Paul Moore

Personal information
- Full name: Paul Moore
- Place of birth: Canada
- Position(s): Forward

Senior career*
- Years: Team / Apps / (Gls)
- 1995–1996: St. Catharines Wolves
- 1997: Toronto Lynx / 2 / (0)
- 1997: Toronto Supra
- 1998: Toronto Olympians
- 1998–1999: Glen Shields
- 1999–2000: Edmonton Drillers (indoor) / 4 / (1)
- 2000: Toronto Croatia / 18 / (9)
- 2001–2003: Toronto/Mississauga Olympians

= Paul Moore (soccer) =

Canadian soccer player

Paul Moore is a Canadian former soccer player who played most notably in the USL A-League, National Professional Soccer League, and with various Canadian soccer leagues.

==Club career==

=== Early career ===
Moore began his professional career in the Canadian National Soccer League with St. Catharines Wolves in 1995 and had a two-year tenure with the club. During his tenure, with St. Catharines he achieved the CNSL Championship and two league cups.

=== Toronto Lynx ===
In April 1997 he signed with the expansion franchise the Toronto Lynx in the USL A-League, his signing was announced in a press conference which revealed the team roster. Moore made his debut for the club on April 12, 1997, in the Lynx's first official match against Jacksonville Cyclones; the game would eventually result in a 3-1 defeat for the fledgling side. In total, he would appear in 2 matches for Toronto.

*WHAT THIS TASK INVOLVES*
Write a continuation of the Paul Moore soccer biography, picking up after its final sentence. The data that comes after this passage plays no part in the work here.

*MATERIAL*
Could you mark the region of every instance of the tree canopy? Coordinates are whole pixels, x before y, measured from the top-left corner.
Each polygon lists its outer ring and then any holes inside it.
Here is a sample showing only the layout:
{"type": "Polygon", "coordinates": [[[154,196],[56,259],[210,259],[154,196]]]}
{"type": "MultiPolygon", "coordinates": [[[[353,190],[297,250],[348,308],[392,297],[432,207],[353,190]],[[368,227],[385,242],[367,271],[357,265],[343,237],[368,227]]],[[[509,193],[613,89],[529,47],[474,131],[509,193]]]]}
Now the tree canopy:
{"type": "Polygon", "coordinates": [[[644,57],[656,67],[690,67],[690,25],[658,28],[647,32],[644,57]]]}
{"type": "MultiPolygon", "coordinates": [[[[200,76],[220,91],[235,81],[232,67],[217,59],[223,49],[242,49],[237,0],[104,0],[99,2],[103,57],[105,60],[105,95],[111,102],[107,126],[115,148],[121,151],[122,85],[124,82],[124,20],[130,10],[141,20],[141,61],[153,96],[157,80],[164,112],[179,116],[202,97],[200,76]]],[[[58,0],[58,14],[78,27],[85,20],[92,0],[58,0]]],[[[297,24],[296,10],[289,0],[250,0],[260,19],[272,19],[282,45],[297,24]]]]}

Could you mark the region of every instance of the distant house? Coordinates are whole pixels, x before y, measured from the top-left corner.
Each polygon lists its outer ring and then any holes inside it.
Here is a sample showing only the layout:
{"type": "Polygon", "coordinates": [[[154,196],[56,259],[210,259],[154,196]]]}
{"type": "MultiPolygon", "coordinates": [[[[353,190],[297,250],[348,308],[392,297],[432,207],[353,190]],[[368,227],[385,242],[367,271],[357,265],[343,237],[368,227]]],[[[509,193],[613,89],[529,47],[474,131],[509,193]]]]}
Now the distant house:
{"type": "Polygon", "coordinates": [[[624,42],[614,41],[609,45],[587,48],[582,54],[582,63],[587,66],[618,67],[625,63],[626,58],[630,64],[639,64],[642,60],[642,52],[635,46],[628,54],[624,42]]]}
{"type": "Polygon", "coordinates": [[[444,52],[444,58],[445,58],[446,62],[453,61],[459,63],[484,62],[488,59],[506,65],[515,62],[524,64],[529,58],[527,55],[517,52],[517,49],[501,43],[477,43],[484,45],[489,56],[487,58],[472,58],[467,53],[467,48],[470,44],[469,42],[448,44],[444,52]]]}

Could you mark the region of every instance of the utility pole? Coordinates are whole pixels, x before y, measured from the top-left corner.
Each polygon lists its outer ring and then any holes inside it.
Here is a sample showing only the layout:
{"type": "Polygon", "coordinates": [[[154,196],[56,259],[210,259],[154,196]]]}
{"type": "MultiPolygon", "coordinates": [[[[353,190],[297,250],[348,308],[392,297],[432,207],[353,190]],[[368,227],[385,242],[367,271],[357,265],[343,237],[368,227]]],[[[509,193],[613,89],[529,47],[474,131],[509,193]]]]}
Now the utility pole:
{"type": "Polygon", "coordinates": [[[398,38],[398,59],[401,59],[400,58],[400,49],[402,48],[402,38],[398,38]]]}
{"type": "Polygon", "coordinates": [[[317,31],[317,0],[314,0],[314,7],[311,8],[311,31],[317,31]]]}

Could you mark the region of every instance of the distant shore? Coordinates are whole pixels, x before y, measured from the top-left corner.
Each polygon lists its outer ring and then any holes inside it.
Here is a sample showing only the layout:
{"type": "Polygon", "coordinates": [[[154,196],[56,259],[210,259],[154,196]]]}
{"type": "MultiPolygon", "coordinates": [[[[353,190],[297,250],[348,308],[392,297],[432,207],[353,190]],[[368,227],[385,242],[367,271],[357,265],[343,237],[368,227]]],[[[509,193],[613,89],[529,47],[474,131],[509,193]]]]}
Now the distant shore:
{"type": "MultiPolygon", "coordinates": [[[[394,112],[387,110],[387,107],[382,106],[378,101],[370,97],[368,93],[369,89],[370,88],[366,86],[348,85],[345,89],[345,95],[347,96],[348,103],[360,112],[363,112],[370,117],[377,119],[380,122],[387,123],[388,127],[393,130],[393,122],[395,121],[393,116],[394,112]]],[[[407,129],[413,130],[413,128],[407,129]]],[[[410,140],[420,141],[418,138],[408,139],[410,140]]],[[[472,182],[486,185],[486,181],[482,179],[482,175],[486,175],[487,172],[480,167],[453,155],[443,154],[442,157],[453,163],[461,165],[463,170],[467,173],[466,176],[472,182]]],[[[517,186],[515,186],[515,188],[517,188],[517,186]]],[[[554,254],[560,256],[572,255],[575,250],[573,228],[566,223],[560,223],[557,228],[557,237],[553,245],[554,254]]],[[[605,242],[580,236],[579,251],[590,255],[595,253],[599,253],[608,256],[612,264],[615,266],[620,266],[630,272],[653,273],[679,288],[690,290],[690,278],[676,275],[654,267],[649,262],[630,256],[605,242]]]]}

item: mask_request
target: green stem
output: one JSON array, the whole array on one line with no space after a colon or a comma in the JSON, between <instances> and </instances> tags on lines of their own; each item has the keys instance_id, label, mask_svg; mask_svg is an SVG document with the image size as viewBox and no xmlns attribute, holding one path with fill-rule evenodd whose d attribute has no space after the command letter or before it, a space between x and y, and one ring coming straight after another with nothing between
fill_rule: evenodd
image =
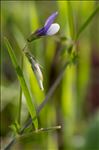
<instances>
[{"instance_id":1,"label":"green stem","mask_svg":"<svg viewBox=\"0 0 99 150\"><path fill-rule=\"evenodd\" d=\"M23 56L21 57L21 68L23 70ZM21 124L21 109L22 109L22 88L20 86L20 95L19 95L19 110L18 110L18 123Z\"/></svg>"}]
</instances>

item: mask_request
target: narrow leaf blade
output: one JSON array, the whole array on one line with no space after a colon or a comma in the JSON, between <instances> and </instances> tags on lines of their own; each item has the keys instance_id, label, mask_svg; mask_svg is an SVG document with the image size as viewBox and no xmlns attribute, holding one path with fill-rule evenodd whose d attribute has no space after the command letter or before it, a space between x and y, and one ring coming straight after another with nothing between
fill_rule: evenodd
<instances>
[{"instance_id":1,"label":"narrow leaf blade","mask_svg":"<svg viewBox=\"0 0 99 150\"><path fill-rule=\"evenodd\" d=\"M37 116L37 115L36 115L35 105L32 103L32 99L31 99L31 96L30 96L28 87L27 87L27 85L26 85L23 72L22 72L20 66L19 66L18 63L17 63L17 59L16 59L16 57L15 57L14 51L13 51L13 49L12 49L12 47L11 47L9 41L7 40L7 38L5 38L5 45L6 45L6 47L7 47L8 53L9 53L9 55L10 55L12 64L13 64L13 66L14 66L14 69L16 70L16 73L17 73L17 76L18 76L20 85L21 85L21 87L22 87L23 93L24 93L24 95L25 95L25 97L26 97L26 102L27 102L28 110L29 110L30 115L31 115L31 117L32 117L32 119L33 119L34 116ZM37 120L37 117L36 117L36 119L34 120L33 124L34 124L35 128L37 129L37 128L38 128L38 120Z\"/></svg>"}]
</instances>

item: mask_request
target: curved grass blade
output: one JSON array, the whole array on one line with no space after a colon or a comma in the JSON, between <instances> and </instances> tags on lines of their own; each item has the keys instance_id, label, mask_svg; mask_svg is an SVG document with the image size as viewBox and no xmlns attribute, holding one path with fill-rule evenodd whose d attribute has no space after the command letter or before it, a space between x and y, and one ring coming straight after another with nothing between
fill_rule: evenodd
<instances>
[{"instance_id":1,"label":"curved grass blade","mask_svg":"<svg viewBox=\"0 0 99 150\"><path fill-rule=\"evenodd\" d=\"M91 22L93 17L96 15L96 13L99 11L99 6L93 11L93 13L88 17L88 19L84 22L84 24L81 26L79 29L77 35L76 35L76 40L79 38L80 34L82 31L88 26L88 24Z\"/></svg>"},{"instance_id":2,"label":"curved grass blade","mask_svg":"<svg viewBox=\"0 0 99 150\"><path fill-rule=\"evenodd\" d=\"M25 95L26 102L27 102L27 107L28 107L28 110L29 110L29 112L30 112L30 115L31 115L32 119L34 118L34 116L36 116L36 120L33 121L33 124L34 124L34 126L35 126L35 129L38 129L38 120L37 120L37 114L36 114L35 106L34 106L34 104L32 103L32 99L31 99L31 96L30 96L28 87L27 87L27 85L26 85L23 72L22 72L20 66L19 66L18 63L17 63L15 54L14 54L13 49L12 49L12 47L11 47L9 41L7 40L7 38L5 38L5 45L6 45L6 47L7 47L8 53L9 53L9 55L10 55L12 64L13 64L13 66L14 66L14 69L16 70L16 73L17 73L17 76L18 76L20 85L21 85L21 87L22 87L23 93L24 93L24 95Z\"/></svg>"}]
</instances>

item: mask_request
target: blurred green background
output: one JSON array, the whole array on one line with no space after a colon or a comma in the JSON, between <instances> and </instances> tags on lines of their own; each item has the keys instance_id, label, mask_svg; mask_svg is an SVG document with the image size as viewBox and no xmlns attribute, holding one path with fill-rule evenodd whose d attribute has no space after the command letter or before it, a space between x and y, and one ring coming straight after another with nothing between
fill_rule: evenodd
<instances>
[{"instance_id":1,"label":"blurred green background","mask_svg":"<svg viewBox=\"0 0 99 150\"><path fill-rule=\"evenodd\" d=\"M17 118L20 90L4 37L9 39L20 64L20 50L25 39L42 27L53 12L59 12L55 20L60 24L59 33L30 44L31 53L42 66L44 92L24 60L25 78L28 79L33 101L38 106L67 59L68 43L75 39L81 25L98 5L98 1L1 1L2 147L10 140L9 126ZM66 36L69 40L60 42L60 36ZM18 138L12 150L99 150L99 12L81 33L74 49L79 55L78 64L66 68L61 83L39 115L40 127L61 125L62 128ZM22 95L21 125L28 117Z\"/></svg>"}]
</instances>

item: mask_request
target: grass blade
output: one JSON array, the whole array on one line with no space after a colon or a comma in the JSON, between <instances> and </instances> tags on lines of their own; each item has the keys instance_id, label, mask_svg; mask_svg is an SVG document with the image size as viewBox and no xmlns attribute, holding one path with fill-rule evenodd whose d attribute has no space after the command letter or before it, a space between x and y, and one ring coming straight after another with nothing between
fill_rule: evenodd
<instances>
[{"instance_id":1,"label":"grass blade","mask_svg":"<svg viewBox=\"0 0 99 150\"><path fill-rule=\"evenodd\" d=\"M20 85L21 85L21 87L22 87L23 93L24 93L24 95L25 95L25 97L26 97L26 102L27 102L28 110L29 110L30 115L31 115L31 117L32 117L32 119L33 119L34 116L37 116L37 115L36 115L36 109L35 109L35 106L34 106L33 103L32 103L32 99L31 99L31 96L30 96L28 87L27 87L27 85L26 85L23 72L22 72L20 66L19 66L18 63L17 63L15 54L14 54L13 49L12 49L12 47L11 47L9 41L7 40L7 38L5 38L5 45L6 45L6 47L7 47L8 53L9 53L9 55L10 55L12 64L13 64L15 70L16 70L16 73L17 73L18 79L19 79L19 81L20 81ZM34 124L35 128L37 129L37 128L38 128L38 120L37 120L37 117L36 117L36 120L34 120L33 124Z\"/></svg>"},{"instance_id":2,"label":"grass blade","mask_svg":"<svg viewBox=\"0 0 99 150\"><path fill-rule=\"evenodd\" d=\"M80 34L82 31L88 26L88 24L91 22L93 17L96 15L96 13L99 11L99 6L93 11L93 13L88 17L88 19L84 22L84 24L81 26L79 29L77 35L76 35L76 40L79 38Z\"/></svg>"}]
</instances>

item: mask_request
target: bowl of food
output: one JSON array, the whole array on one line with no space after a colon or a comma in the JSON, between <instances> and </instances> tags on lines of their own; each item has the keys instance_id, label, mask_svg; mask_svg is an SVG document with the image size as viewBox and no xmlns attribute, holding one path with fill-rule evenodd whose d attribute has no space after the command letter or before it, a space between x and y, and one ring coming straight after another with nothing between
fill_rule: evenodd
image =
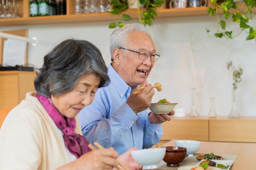
<instances>
[{"instance_id":1,"label":"bowl of food","mask_svg":"<svg viewBox=\"0 0 256 170\"><path fill-rule=\"evenodd\" d=\"M163 160L169 167L178 167L186 157L187 149L183 147L167 147Z\"/></svg>"},{"instance_id":2,"label":"bowl of food","mask_svg":"<svg viewBox=\"0 0 256 170\"><path fill-rule=\"evenodd\" d=\"M162 160L165 151L165 148L141 149L131 151L131 155L134 160L142 166L142 169L152 169L158 168L157 164Z\"/></svg>"},{"instance_id":3,"label":"bowl of food","mask_svg":"<svg viewBox=\"0 0 256 170\"><path fill-rule=\"evenodd\" d=\"M201 144L201 142L196 140L183 140L175 141L176 146L187 148L187 153L189 157L193 156L193 154L198 150Z\"/></svg>"},{"instance_id":4,"label":"bowl of food","mask_svg":"<svg viewBox=\"0 0 256 170\"><path fill-rule=\"evenodd\" d=\"M177 104L170 103L166 99L163 99L157 103L151 103L149 109L155 114L168 114L172 111Z\"/></svg>"}]
</instances>

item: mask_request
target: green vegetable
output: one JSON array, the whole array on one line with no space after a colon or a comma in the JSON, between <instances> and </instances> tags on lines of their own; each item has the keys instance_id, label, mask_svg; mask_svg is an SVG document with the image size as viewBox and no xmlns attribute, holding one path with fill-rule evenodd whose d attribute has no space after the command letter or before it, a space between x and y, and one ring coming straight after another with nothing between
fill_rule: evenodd
<instances>
[{"instance_id":1,"label":"green vegetable","mask_svg":"<svg viewBox=\"0 0 256 170\"><path fill-rule=\"evenodd\" d=\"M218 159L218 156L212 152L210 154L205 154L202 158L204 159L207 158L208 159Z\"/></svg>"},{"instance_id":2,"label":"green vegetable","mask_svg":"<svg viewBox=\"0 0 256 170\"><path fill-rule=\"evenodd\" d=\"M158 102L157 103L165 103L166 101L167 101L166 99L160 100L158 101Z\"/></svg>"},{"instance_id":3,"label":"green vegetable","mask_svg":"<svg viewBox=\"0 0 256 170\"><path fill-rule=\"evenodd\" d=\"M229 166L228 165L227 166L226 166L224 165L219 164L217 165L217 168L220 168L222 169L226 169L228 168L228 167L229 167Z\"/></svg>"},{"instance_id":4,"label":"green vegetable","mask_svg":"<svg viewBox=\"0 0 256 170\"><path fill-rule=\"evenodd\" d=\"M209 166L208 165L208 162L204 162L199 165L200 166L202 167L204 169L207 168Z\"/></svg>"}]
</instances>

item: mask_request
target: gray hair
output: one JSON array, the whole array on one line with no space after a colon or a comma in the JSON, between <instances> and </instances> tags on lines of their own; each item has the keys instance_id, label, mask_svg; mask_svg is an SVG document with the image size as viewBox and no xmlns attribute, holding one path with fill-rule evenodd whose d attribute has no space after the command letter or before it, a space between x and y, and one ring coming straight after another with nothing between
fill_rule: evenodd
<instances>
[{"instance_id":1,"label":"gray hair","mask_svg":"<svg viewBox=\"0 0 256 170\"><path fill-rule=\"evenodd\" d=\"M45 56L34 84L39 95L49 97L70 91L82 76L95 74L101 78L99 87L109 81L108 68L99 49L85 40L69 39Z\"/></svg>"},{"instance_id":2,"label":"gray hair","mask_svg":"<svg viewBox=\"0 0 256 170\"><path fill-rule=\"evenodd\" d=\"M134 32L143 32L151 37L145 26L140 23L126 24L113 32L110 36L110 55L112 61L113 61L112 52L114 49L121 47L127 48L129 44L129 34ZM127 51L123 52L126 53Z\"/></svg>"}]
</instances>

*EXERCISE ANSWER*
For the remainder of the year he returned to the CNSL with Toronto Supra, and featured in the CNSL Championship final against former club St. Catharines Wolves.

=== CPSL ===
In 1998, Moore signed with the Toronto Olympians of the newly formed Canadian Professional Soccer League. Midway through the season he was transferred to Glen Shields. In 2000, he signed with Toronto Croatia where he finished second in scoring for the club. He also assisted in securing the CPSL Championship after Croatia defeated the Toronto Olympians by a score of 2-1. The following season he returned to the Olympians.

=== Indoor career ===
He played at the indoor level with the Edmonton Drillers in the America-based National Professional Soccer League during the 1999-00 indoor season. He would appear in 4 matches and record a goal.

=== Ontario Cup ===
In 2009, he played with Markham Soccer Club in the Ontario Cup tournament.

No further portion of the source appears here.